Give the records below again, word for word. No pictures belong in the copy.
##### Information #####
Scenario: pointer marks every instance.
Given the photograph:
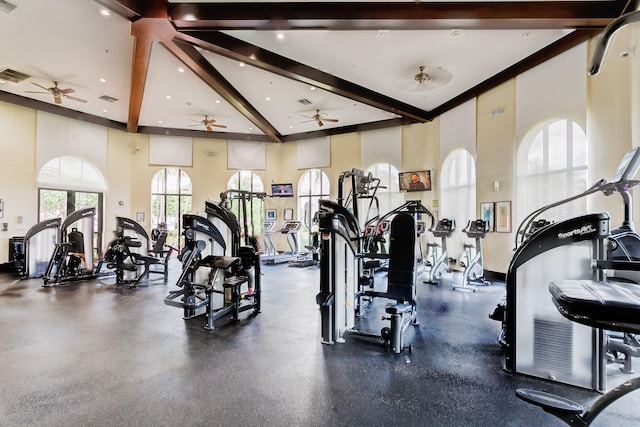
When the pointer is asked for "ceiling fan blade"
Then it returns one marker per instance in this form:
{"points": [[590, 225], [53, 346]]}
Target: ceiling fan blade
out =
{"points": [[75, 98], [40, 86]]}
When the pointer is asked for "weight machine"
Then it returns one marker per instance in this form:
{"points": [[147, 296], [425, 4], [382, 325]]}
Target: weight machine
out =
{"points": [[72, 257]]}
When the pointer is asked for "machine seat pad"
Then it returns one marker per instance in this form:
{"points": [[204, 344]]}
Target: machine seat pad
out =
{"points": [[609, 305], [398, 308], [233, 281], [219, 261]]}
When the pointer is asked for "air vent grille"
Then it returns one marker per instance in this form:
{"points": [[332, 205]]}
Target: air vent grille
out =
{"points": [[7, 7], [12, 75], [108, 98]]}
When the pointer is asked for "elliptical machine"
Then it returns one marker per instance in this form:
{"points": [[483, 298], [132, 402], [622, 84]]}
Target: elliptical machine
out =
{"points": [[443, 229], [473, 267]]}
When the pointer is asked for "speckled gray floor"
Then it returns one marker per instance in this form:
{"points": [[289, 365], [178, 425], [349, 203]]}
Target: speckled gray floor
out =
{"points": [[93, 354]]}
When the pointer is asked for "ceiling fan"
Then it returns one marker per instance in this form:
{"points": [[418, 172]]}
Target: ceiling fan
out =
{"points": [[208, 123], [319, 118], [427, 78], [58, 93]]}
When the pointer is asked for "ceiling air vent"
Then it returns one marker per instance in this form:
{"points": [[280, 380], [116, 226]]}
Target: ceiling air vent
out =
{"points": [[13, 76], [7, 7], [108, 98]]}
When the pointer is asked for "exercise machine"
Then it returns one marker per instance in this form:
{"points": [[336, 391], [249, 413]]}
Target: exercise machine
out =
{"points": [[30, 254], [212, 283], [600, 305], [473, 266], [268, 227], [289, 229], [443, 230], [342, 298], [132, 257], [539, 341], [72, 256]]}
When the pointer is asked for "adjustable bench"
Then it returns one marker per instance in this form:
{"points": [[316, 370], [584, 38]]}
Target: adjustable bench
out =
{"points": [[613, 306]]}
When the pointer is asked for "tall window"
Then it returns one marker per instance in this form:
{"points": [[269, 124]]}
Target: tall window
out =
{"points": [[67, 184], [458, 194], [389, 195], [552, 165], [248, 181], [170, 199], [312, 186]]}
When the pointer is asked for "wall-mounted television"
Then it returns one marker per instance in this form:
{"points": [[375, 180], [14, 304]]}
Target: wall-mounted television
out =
{"points": [[415, 181], [282, 190]]}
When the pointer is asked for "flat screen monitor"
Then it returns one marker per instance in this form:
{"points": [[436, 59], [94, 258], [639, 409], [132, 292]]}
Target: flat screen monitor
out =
{"points": [[282, 190], [415, 181]]}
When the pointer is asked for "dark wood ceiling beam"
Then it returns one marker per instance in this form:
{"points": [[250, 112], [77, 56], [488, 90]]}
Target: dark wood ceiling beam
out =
{"points": [[189, 56], [567, 42], [361, 127], [394, 15], [231, 47]]}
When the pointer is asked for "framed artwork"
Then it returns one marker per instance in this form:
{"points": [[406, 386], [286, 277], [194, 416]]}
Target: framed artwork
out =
{"points": [[487, 213], [288, 214], [503, 217]]}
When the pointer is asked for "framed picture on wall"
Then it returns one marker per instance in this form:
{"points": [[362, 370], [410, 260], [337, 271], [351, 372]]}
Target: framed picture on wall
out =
{"points": [[270, 214], [288, 214], [487, 213], [503, 217]]}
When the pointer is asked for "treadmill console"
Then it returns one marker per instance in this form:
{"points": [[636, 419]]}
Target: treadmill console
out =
{"points": [[477, 228]]}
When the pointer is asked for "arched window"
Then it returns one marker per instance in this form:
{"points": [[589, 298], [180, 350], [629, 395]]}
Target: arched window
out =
{"points": [[458, 194], [313, 185], [552, 165], [66, 184], [388, 194], [248, 181], [170, 199]]}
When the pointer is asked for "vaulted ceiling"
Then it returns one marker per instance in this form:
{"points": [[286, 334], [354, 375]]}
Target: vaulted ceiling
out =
{"points": [[276, 72]]}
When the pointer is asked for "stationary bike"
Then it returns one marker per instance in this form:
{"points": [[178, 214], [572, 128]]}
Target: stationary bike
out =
{"points": [[443, 229], [474, 271]]}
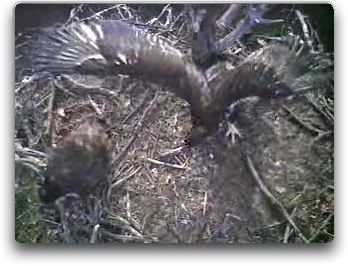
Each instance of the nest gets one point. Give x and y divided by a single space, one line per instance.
162 190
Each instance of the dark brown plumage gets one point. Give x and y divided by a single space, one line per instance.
81 165
109 47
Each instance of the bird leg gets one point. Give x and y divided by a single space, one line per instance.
232 132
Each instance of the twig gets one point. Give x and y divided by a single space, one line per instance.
173 151
97 15
49 131
136 131
94 233
176 166
120 182
321 227
328 116
94 106
304 29
67 83
301 122
126 225
288 230
229 16
127 238
274 201
154 20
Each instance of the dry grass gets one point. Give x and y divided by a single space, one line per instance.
165 193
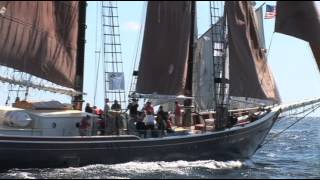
#####
→ **Expected output**
Scenario: pointer marks every instance.
Given the photograph:
When the pointer is asked for "ceiling fan blade"
Then it returns one marker per instance in this form:
{"points": [[590, 225], [53, 346]]}
Target: ceiling fan blade
out =
{"points": [[75, 98], [40, 86]]}
When the pointer is asked for "weight machine"
Then it returns one marker per instance in this form:
{"points": [[147, 296], [425, 4], [382, 325]]}
Target: weight machine
out =
{"points": [[72, 257]]}
When the pointer is asked for "machine seat pad"
Then it returns one marker per instance in this form:
{"points": [[204, 344]]}
Target: machine seat pad
out =
{"points": [[609, 305], [398, 308], [233, 281], [219, 261]]}
When the pointer is asked for "air vent grille"
Then it returns one marker per instance in this form:
{"points": [[332, 205]]}
Target: air vent grille
out =
{"points": [[7, 7], [12, 75], [108, 98]]}
When the pointer is asked for "elliptical machine"
Then it returns one marker per instance in this form:
{"points": [[483, 298], [132, 402], [622, 84]]}
Target: elliptical machine
out =
{"points": [[443, 229], [473, 267]]}
When the pointer is asked for "speckled gray floor"
Then it returns one marker per instance in this form:
{"points": [[289, 365], [178, 425], [349, 203]]}
Target: speckled gray floor
out =
{"points": [[93, 354]]}
When the pointer is asked for "ceiling fan"
Then it returns one marker per instance in this form:
{"points": [[418, 172]]}
Target: ceiling fan
out =
{"points": [[208, 123], [319, 118], [427, 78], [58, 93]]}
When the pointer is asked for "ceiling air vent"
Then it returns one marker per instance in this form:
{"points": [[280, 380], [116, 226]]}
Target: ceiling air vent
out =
{"points": [[13, 76], [7, 7], [108, 98]]}
When the pointer is asked for "exercise machine"
Then it returns one marker per instance in this form:
{"points": [[336, 391], [249, 413]]}
Target: exercise machine
out =
{"points": [[30, 254], [212, 283], [600, 305], [473, 266], [268, 227], [289, 229], [443, 230], [342, 298], [132, 257], [539, 341], [72, 256]]}
When the pointer is asked for "adjustable bench"
Then it returns one marker per instance in this form:
{"points": [[316, 370], [584, 38]]}
Target: adjustable bench
out =
{"points": [[613, 306]]}
When the pointer is asked for "tall window"
Then it returns one marker per instance in this form:
{"points": [[269, 124]]}
Target: tall window
out =
{"points": [[67, 184], [458, 194], [389, 195], [552, 165], [248, 181], [170, 199], [312, 186]]}
When the pointer is asked for "wall-mounted television"
Then it returns one marker per instance in this form:
{"points": [[375, 180], [14, 304]]}
Target: wall-mounted television
out =
{"points": [[415, 181], [282, 190]]}
When the pointer is asked for "flat screen monitor"
Then it returns one marker per instance in this form:
{"points": [[436, 59], [94, 258], [639, 409], [132, 292]]}
Target: flat screen monitor
out =
{"points": [[282, 190], [415, 181]]}
When the pointer is asked for "dark wood ceiling beam"
Then it returns one marker per instance in this form:
{"points": [[250, 112], [77, 56], [488, 90]]}
Target: dark wood ceiling beam
out =
{"points": [[189, 56], [567, 42], [361, 127], [394, 15], [231, 47]]}
When the pointer is asked for "framed artwork"
Then it returns one marker per instance in this form:
{"points": [[406, 386], [286, 277], [194, 416]]}
Target: framed artwork
out =
{"points": [[487, 213], [288, 214], [503, 217]]}
When the pointer is asked for "framed picture on wall"
Then it returns one marker per instance in this form:
{"points": [[362, 370], [410, 260], [337, 271], [351, 372]]}
Target: framed picture on wall
out =
{"points": [[270, 214], [288, 214], [487, 213], [503, 217]]}
When the pointer is asked for "treadmill console"
Then it returns one marker per instance in this form:
{"points": [[636, 419]]}
Target: treadmill console
out =
{"points": [[477, 228]]}
When the pointer is asked for "arched window"
Then it returns one marker per instance in this form:
{"points": [[589, 298], [180, 350], [629, 395]]}
Target: arched window
out =
{"points": [[458, 194], [313, 185], [552, 165], [66, 184], [388, 194], [248, 181], [170, 199]]}
When the pointer is asked for "vaulted ceiling"
Then it returns one marker per instance in this form:
{"points": [[286, 334], [354, 375]]}
Target: vaulted ceiling
out =
{"points": [[276, 72]]}
When the pointer is asked for "stationary bike"
Then it returns one marker per instance in this form:
{"points": [[178, 214], [572, 128]]}
Target: stationary bike
out =
{"points": [[443, 229], [474, 271]]}
Each instance of the nest gets one point. Give x and y divided by a single space, one line per instance.
162 190
Each instance of the dark brown plumage gets one point. Give x and y divided by a single space, one line per instance.
81 165
109 47
Each instance of the bird leg gets one point. Give x and y divided by a single space, one line per instance.
232 132
Each instance of the twig gets one point. Give x and y divided by a single space, one line per instance.
173 151
97 15
49 131
136 131
94 233
176 166
120 182
321 227
328 116
94 106
304 29
67 83
301 122
126 225
288 230
229 16
127 238
274 201
154 20
Each instance of the dry grass gets one point. Give x and y divided by a single space, one line per instance.
165 193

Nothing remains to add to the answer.